Material for the task:
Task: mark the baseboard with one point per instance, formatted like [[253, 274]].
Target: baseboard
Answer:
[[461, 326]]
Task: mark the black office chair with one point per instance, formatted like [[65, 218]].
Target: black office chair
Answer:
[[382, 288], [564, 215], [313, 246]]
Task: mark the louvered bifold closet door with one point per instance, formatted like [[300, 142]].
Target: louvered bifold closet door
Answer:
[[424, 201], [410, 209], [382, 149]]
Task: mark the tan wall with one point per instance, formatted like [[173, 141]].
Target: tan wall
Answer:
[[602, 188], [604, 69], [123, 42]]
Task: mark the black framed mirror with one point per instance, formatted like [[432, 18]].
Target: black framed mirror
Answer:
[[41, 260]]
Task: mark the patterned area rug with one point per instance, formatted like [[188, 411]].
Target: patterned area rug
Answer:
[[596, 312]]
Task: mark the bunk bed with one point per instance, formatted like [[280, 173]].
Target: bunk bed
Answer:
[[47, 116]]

Directions for this task: Please filter the data down to the lines containing the word "closet".

Result below:
Task: mark the louvered bifold closet door with one point per instance, formatted like [[300, 142]].
Target: louvered bifold closet door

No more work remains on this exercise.